- WHAT IS BEING ASKED: Omitting any pictures, transcribe the entries below exactly.

- RECORDS FOR THIS EXERCISE:
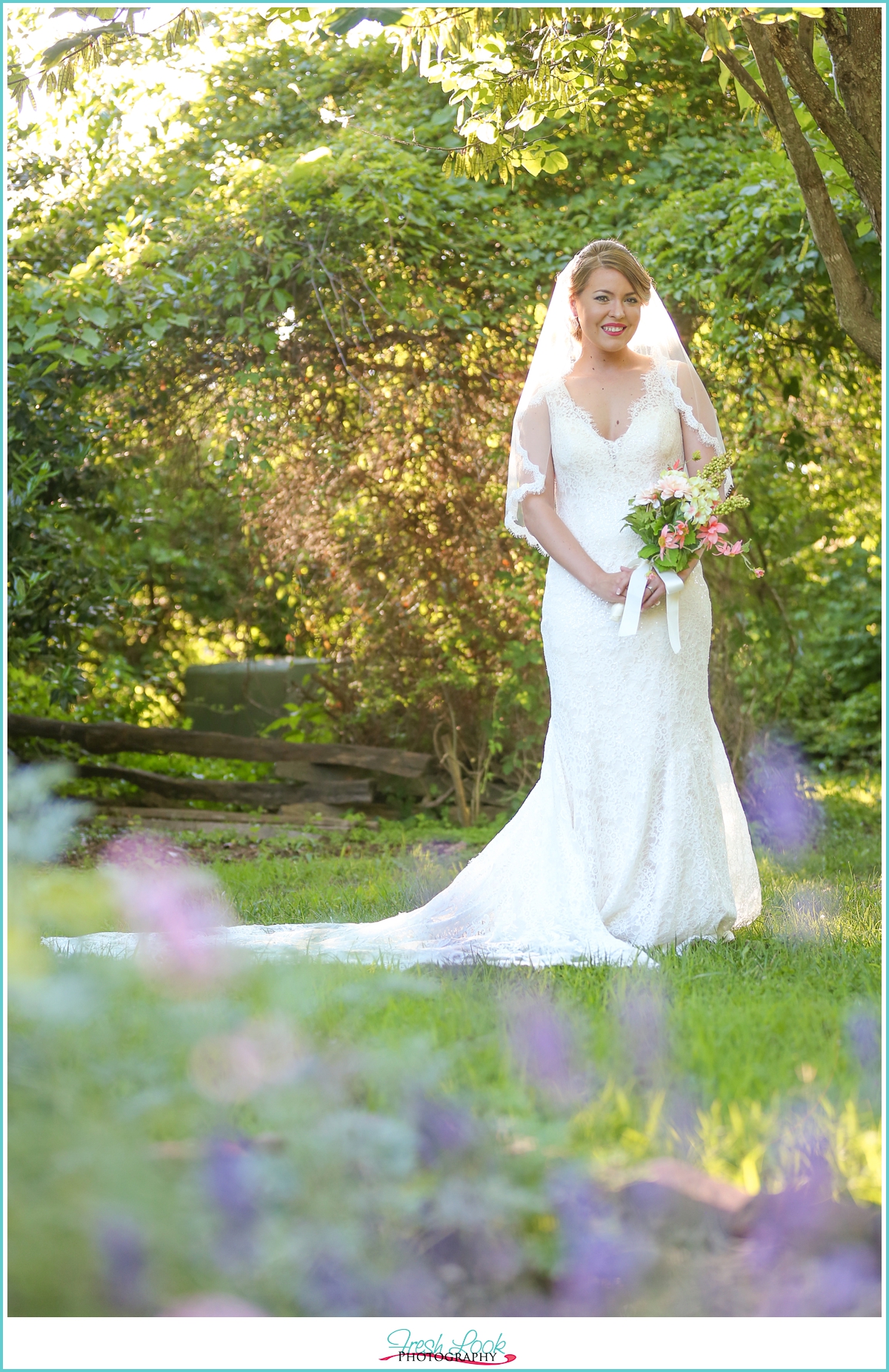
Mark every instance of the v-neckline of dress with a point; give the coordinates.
(633, 413)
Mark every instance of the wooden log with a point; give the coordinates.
(132, 738)
(256, 793)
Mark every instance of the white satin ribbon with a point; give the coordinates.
(633, 606)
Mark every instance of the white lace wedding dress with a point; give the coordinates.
(634, 836)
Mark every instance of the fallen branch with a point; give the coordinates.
(132, 738)
(257, 793)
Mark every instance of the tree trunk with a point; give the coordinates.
(856, 53)
(855, 304)
(861, 161)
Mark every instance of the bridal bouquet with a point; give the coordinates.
(676, 521)
(681, 518)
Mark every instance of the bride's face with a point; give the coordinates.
(608, 309)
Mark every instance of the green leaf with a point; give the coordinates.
(555, 162)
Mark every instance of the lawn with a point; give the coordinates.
(309, 1137)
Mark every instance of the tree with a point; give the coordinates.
(510, 70)
(333, 419)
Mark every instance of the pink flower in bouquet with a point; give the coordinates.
(674, 486)
(710, 532)
(674, 538)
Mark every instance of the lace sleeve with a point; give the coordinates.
(694, 405)
(530, 463)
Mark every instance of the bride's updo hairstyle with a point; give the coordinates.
(615, 255)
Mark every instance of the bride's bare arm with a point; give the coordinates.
(556, 538)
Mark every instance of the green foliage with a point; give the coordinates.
(242, 1176)
(306, 450)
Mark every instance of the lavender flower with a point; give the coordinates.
(542, 1043)
(442, 1129)
(180, 905)
(124, 1261)
(213, 1305)
(231, 1185)
(774, 799)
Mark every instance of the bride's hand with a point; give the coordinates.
(612, 586)
(656, 590)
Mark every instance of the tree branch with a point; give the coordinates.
(739, 72)
(856, 53)
(858, 157)
(855, 304)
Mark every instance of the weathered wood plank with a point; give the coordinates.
(132, 738)
(257, 793)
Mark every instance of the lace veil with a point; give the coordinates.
(553, 358)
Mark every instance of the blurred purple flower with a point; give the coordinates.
(231, 1185)
(602, 1269)
(336, 1288)
(124, 1261)
(845, 1282)
(164, 896)
(774, 800)
(213, 1305)
(542, 1043)
(642, 1031)
(442, 1128)
(602, 1261)
(413, 1288)
(866, 1036)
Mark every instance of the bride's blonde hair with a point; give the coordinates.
(612, 254)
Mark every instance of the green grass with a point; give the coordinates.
(748, 1063)
(758, 1024)
(753, 1032)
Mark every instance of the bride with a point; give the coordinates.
(634, 836)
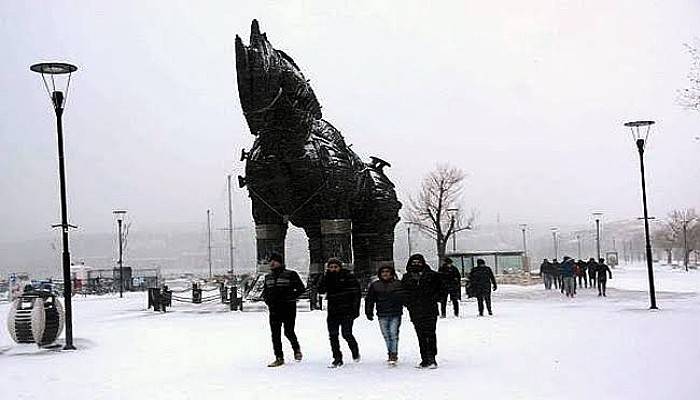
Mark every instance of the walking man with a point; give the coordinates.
(481, 279)
(452, 281)
(592, 269)
(387, 295)
(281, 289)
(343, 296)
(546, 274)
(423, 288)
(603, 271)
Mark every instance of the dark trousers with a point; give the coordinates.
(482, 297)
(427, 340)
(286, 319)
(454, 298)
(344, 325)
(601, 285)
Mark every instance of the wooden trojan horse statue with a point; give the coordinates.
(301, 171)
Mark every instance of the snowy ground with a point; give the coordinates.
(538, 345)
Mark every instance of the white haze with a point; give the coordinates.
(527, 97)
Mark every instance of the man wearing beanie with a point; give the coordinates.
(424, 289)
(281, 289)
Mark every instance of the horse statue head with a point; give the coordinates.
(277, 100)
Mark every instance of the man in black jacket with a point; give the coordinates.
(452, 281)
(387, 294)
(281, 289)
(481, 278)
(343, 294)
(423, 288)
(602, 271)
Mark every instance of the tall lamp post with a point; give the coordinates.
(452, 212)
(640, 134)
(597, 216)
(119, 216)
(58, 100)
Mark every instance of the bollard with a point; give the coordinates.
(196, 294)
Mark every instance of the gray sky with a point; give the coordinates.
(527, 97)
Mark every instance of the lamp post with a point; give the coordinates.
(452, 212)
(58, 100)
(597, 216)
(523, 228)
(639, 129)
(119, 216)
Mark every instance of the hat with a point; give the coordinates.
(275, 257)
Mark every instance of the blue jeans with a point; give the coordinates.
(390, 330)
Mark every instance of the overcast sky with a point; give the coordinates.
(527, 97)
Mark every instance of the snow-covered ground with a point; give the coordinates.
(538, 345)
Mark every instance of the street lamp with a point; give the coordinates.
(556, 244)
(597, 216)
(119, 215)
(58, 100)
(639, 129)
(452, 212)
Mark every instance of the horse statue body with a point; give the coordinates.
(301, 171)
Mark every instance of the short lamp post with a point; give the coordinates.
(556, 242)
(640, 134)
(119, 216)
(452, 212)
(597, 216)
(54, 73)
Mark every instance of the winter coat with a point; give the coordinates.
(601, 271)
(480, 280)
(568, 269)
(342, 291)
(388, 296)
(423, 289)
(451, 278)
(556, 269)
(281, 289)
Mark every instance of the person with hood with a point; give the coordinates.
(603, 271)
(452, 282)
(387, 294)
(568, 271)
(423, 288)
(281, 288)
(481, 278)
(592, 269)
(556, 278)
(546, 274)
(342, 290)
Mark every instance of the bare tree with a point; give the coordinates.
(689, 97)
(436, 209)
(684, 225)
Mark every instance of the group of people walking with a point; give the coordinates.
(569, 275)
(419, 290)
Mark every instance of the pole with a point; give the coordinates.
(230, 225)
(209, 240)
(597, 238)
(578, 242)
(454, 236)
(650, 270)
(685, 244)
(57, 98)
(121, 261)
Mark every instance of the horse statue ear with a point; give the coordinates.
(378, 164)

- SOLUTION:
Mark every instance of the v-neckline of dress with a point; give the coordinates.
(633, 413)
Mark every instance of the wooden log with a point; give the coordinates.
(132, 738)
(256, 793)
Mark every instance of the white satin ribbon with a point; give the coordinates.
(633, 606)
Mark every instance of the white lace wedding dress with a point; give the coordinates.
(634, 836)
Mark every instance of the fallen branch with a point; give the coordinates.
(132, 738)
(257, 793)
Mark every instance of the tree trunk with a point; give the coordinates.
(856, 53)
(855, 304)
(861, 161)
Mark every instance of the bridal bouquet with a point; give the coordinates.
(676, 521)
(681, 518)
Mark every instance of the bride's face with a point; give the coordinates.
(608, 309)
Mark every instance of the green leaf with a point; give the coordinates.
(555, 162)
Mark every instance of the lawn with a point; give the coordinates.
(309, 1137)
Mark every instance of the tree with a point; give the coordinates.
(510, 70)
(333, 419)
Mark every instance of the pink flower in bouquet with a point; give the coordinates.
(674, 486)
(710, 532)
(674, 538)
Mark every instance of the lace sleeve with a point; give the coordinates.
(694, 405)
(530, 463)
Mark every instance of the bride's updo hairstyle with a point; give the coordinates.
(615, 255)
Mark every instance of the bride's bare arm with a point; give the coordinates.
(556, 538)
Mark every instance of the green foliage with a point; give the coordinates.
(242, 1176)
(306, 450)
Mark every instance of the lavender flower with a point; give the coordinates.
(542, 1043)
(442, 1129)
(180, 905)
(124, 1261)
(213, 1305)
(231, 1185)
(774, 799)
Mark every instance of the bride's hand with a point; give the coordinates.
(612, 586)
(656, 590)
Mark every instance of the tree branch with a point; give the coordinates.
(739, 72)
(856, 53)
(858, 157)
(855, 304)
Mark every instance of the weathered wood plank with a point; give the coordinates.
(132, 738)
(257, 793)
Mark every instance of the lace veil with a point; give the coordinates.
(553, 358)
Mark every instance of the blurred purple flower with a point; give the coordinates.
(231, 1185)
(602, 1269)
(336, 1288)
(124, 1261)
(845, 1282)
(164, 896)
(774, 800)
(213, 1305)
(542, 1043)
(642, 1031)
(442, 1128)
(602, 1261)
(413, 1288)
(866, 1036)
Mark every instance of the bride's blonde hair with a point; give the coordinates.
(612, 254)
Mark every instance of the green grass with a point; give the coordinates.
(748, 1063)
(758, 1024)
(753, 1032)
Mark every instance of the bride with a point; give the coordinates.
(634, 836)
Mark every instance of the walking man with a point; give the coordinates.
(481, 279)
(452, 281)
(592, 269)
(387, 295)
(281, 289)
(343, 296)
(546, 274)
(423, 288)
(603, 271)
Mark every instance of the dark trousers with a point; give the coordinates.
(482, 297)
(427, 340)
(286, 319)
(454, 298)
(344, 325)
(601, 285)
Mark every instance of the wooden trojan horse statue with a point; give the coordinates.
(301, 171)
Mark every instance of the snowy ground with a point; give the coordinates.
(538, 345)
Mark every instance of the white haze with a point; give the coordinates.
(527, 97)
Mark every instance of the man wearing beanie with a point; give the coordinates.
(424, 289)
(281, 289)
Mark every instance of the horse statue head with a point; give the coordinates.
(277, 100)
Mark every instance of the man in black jacket with a point; give the coordinates.
(452, 281)
(387, 294)
(281, 289)
(481, 278)
(343, 294)
(423, 288)
(602, 271)
Mark every instance of the tall lamp post with a point; give the coordinates.
(452, 212)
(640, 134)
(597, 216)
(119, 216)
(58, 100)
Mark every instance of the bollard with a point; give the coordinates.
(196, 294)
Mark every instance of the gray sky with a point; give the coordinates.
(527, 97)
Mark every instance of the lamp post with a point; give the coordinates.
(452, 212)
(58, 100)
(597, 216)
(523, 228)
(639, 129)
(119, 216)
Mark every instance of the hat with a point; give the coordinates.
(275, 257)
Mark every instance of the blue jeans with a point; give the coordinates.
(390, 330)
Mark every instance of the overcast sky with a point; give the coordinates.
(527, 97)
Mark every instance of the snow-covered ground with a point; give the coordinates.
(538, 345)
Mark every instance of the street lamp with a point; give the coordinates.
(556, 244)
(597, 216)
(119, 215)
(58, 100)
(639, 129)
(452, 212)
Mark every instance of the horse statue body with a point; give the coordinates.
(301, 171)
Mark every instance of the short lamp post with a point; give the coordinates.
(556, 242)
(640, 134)
(119, 216)
(452, 212)
(597, 216)
(54, 73)
Mark every instance of the winter coat with a point; give the coordinates.
(601, 271)
(480, 280)
(568, 269)
(342, 291)
(388, 296)
(423, 289)
(451, 278)
(556, 269)
(281, 289)
Mark every instance of the person with hood with a point; give the coordinates.
(603, 271)
(452, 282)
(387, 294)
(568, 271)
(423, 288)
(281, 288)
(481, 278)
(592, 269)
(556, 278)
(546, 274)
(342, 290)
Mark every instance of the bare tree with a point; give the coordinates.
(689, 97)
(436, 209)
(684, 225)
Mark every instance of the group of people walking with a point; give the coordinates.
(569, 275)
(419, 290)
Mark every instance of the pole with a point; give the coordinates.
(230, 225)
(209, 240)
(597, 238)
(578, 242)
(454, 236)
(650, 270)
(685, 244)
(57, 98)
(121, 261)
Mark every instance of the horse statue ear with a point; give the coordinates.
(378, 164)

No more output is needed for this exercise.